*SHORT PROBLEM 1*. Pick out every line of the entries below that contains the string "wall", and treat uppercase and lowercase letters as different.

*EXTRACTED TEXT*.
────────────────

Skip to content

meaningfy-ws/mapping-suite-sdk

Repository files navigation

mapping-suite-sdk

pylint

Note: The Pylint badge is a static indicator. For actual Pylint scores, see the automated Pylint reports in PR comments generated by our CI checks.

PyPI version PyPI Downloads

Stack Overflow

Quality Gate Status Bugs Code Smells Coverage Duplicated Lines (%) Lines of Code Reliability Rating Security Rating Technical Debt Maintainability Rating Vulnerabilities

The Mapping Suite SDK, or MSSDK, is a software development kit (SDK) designed to standardize and simplify the handling of packages that contain transformation rules and related artefacts for mapping data from XML to RDF (RDF Mapping Language).

Mapping package anatomy

A mapping package is a standardized collection of files and directories that contains all the necessary components for transforming data from one format to another, specifically from XML to RDF using RDF Mapping Language (RML).

Structure Overview

A mapping package consists of the following core components:

  1. Metadata - Essential identifying information about the package including:

    • Identifier
    • Title
    • Issue date
    • Description
    • Mapping version
    • Ontology version
    • Type
    • Eligibility constraints
    • Signature (hash digest for integrity verification)
  2. Conceptual Mapping Asset - Excel spreadsheets that define high-level mapping concepts and relationships between source data and target ontologies.

  3. Technical Mapping Suite - A collection of implementation-specific mapping files:

    • RML Mapping files - Define transformations from heterogeneous data structures to RDF
  4. Vocabulary Mapping Suite - Files that define specific value transformations and mappings between source and target data values (JSON, CSV, XML).

  5. Test Data Suites - Collections of test data files used for validation and verification of mapping processes.

  6. SPARQL Test Suites - Collections of SPARQL query files used for testing and validation of the transformed data.

  7. SHACL Test Suites - Collections of SHACL (Shapes Constraint Language) files used for RDF data validation.

────────────────

*SHORT PROBLEM 2*. Output, word for word, the passage of the Mapping Suite SDK page above starting at "PyPI version PyPI" and ending at "(RDF Mapping Language).".

────────────────

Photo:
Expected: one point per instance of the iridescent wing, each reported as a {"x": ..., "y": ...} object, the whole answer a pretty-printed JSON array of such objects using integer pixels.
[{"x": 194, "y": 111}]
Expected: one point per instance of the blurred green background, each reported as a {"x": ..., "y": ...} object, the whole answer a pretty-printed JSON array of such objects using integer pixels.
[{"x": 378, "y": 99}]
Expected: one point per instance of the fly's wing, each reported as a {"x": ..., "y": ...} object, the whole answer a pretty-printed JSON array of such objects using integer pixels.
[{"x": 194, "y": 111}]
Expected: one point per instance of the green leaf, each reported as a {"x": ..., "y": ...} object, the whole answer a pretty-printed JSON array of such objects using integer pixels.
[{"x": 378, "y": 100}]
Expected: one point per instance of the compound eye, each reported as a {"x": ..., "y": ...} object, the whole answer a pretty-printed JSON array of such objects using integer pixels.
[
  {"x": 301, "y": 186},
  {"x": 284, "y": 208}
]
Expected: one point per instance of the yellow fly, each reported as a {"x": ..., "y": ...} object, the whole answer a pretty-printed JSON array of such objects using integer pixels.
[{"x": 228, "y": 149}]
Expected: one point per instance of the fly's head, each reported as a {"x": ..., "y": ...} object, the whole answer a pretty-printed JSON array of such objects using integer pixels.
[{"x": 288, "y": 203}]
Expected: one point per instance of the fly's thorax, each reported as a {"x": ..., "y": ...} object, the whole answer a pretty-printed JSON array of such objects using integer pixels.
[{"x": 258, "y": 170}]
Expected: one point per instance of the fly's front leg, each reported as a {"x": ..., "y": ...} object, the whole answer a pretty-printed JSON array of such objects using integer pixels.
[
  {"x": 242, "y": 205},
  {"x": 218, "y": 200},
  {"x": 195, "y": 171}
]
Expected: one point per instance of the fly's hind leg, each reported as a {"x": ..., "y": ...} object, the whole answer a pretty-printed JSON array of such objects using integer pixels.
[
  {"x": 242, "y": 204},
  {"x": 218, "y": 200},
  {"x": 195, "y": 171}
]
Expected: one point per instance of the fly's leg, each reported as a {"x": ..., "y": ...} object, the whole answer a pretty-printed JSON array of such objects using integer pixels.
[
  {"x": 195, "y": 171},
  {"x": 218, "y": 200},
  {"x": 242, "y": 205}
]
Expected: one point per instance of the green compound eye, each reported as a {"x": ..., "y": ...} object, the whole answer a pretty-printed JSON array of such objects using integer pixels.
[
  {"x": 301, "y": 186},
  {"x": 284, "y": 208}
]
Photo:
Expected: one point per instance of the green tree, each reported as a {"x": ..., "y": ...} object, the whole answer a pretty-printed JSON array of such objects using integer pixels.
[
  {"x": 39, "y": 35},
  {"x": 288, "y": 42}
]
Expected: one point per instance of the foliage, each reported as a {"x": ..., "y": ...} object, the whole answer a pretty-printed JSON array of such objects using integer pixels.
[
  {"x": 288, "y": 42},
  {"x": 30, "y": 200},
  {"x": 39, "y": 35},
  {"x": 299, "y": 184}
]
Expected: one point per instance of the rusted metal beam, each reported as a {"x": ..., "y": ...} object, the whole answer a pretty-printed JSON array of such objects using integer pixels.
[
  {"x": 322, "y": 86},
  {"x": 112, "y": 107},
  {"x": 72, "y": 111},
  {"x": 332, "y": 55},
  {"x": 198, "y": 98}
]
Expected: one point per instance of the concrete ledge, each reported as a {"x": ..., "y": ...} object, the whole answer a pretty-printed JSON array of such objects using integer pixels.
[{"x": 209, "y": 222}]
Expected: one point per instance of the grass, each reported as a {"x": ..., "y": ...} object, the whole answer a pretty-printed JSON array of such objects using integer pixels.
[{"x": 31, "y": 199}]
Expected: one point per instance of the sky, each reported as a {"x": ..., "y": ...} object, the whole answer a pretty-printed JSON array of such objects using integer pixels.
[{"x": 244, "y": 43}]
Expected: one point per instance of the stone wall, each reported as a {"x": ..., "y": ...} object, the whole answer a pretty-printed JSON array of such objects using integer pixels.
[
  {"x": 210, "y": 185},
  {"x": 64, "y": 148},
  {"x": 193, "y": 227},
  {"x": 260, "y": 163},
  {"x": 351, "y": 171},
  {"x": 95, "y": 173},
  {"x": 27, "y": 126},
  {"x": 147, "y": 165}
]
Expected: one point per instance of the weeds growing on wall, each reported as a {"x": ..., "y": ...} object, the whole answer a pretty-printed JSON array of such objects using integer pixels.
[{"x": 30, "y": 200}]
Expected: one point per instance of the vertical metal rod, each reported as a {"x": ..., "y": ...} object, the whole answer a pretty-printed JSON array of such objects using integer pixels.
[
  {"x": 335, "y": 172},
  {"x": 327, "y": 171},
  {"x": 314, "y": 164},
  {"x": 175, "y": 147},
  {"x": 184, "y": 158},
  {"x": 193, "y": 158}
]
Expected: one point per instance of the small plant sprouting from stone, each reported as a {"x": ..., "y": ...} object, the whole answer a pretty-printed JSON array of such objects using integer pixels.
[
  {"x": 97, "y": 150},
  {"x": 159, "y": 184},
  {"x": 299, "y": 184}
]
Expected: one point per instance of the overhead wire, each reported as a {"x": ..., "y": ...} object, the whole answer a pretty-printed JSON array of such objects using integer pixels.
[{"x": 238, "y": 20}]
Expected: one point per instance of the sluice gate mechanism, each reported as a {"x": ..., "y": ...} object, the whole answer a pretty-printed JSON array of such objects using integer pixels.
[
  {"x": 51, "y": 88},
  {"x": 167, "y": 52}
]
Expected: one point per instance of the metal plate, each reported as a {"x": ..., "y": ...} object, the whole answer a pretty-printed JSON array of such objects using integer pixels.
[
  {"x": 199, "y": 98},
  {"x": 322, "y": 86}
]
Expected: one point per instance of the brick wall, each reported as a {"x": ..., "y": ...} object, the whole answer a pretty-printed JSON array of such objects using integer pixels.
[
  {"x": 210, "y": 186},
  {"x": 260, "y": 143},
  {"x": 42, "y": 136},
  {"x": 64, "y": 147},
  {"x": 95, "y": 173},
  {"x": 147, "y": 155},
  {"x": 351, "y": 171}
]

────────────────

*COMPLETE OUTPUT 1*.
Expected: one point per instance of the stone wall, each reported as a {"x": ..., "y": ...} object, the whole answer a pretty-printed JSON array of such objects using integer pixels.
Expected: one point per instance of the weeds growing on wall, each reported as a {"x": ..., "y": ...} object, the whole answer a pretty-printed JSON array of such objects using integer pixels.
Expected: one point per instance of the brick wall, each reported as a {"x": ..., "y": ...} object, the whole answer a pretty-printed JSON array of such objects using integer pixels.

*COMPLETE OUTPUT 2*.
PyPI version PyPI Downloads

Stack Overflow

Quality Gate Status Bugs Code Smells Coverage Duplicated Lines (%) Lines of Code Reliability Rating Security Rating Technical Debt Maintainability Rating Vulnerabilities

The Mapping Suite SDK, or MSSDK, is a software development kit (SDK) designed to standardize and simplify the handling of packages that contain transformation rules and related artefacts for mapping data from XML to RDF (RDF Mapping Language).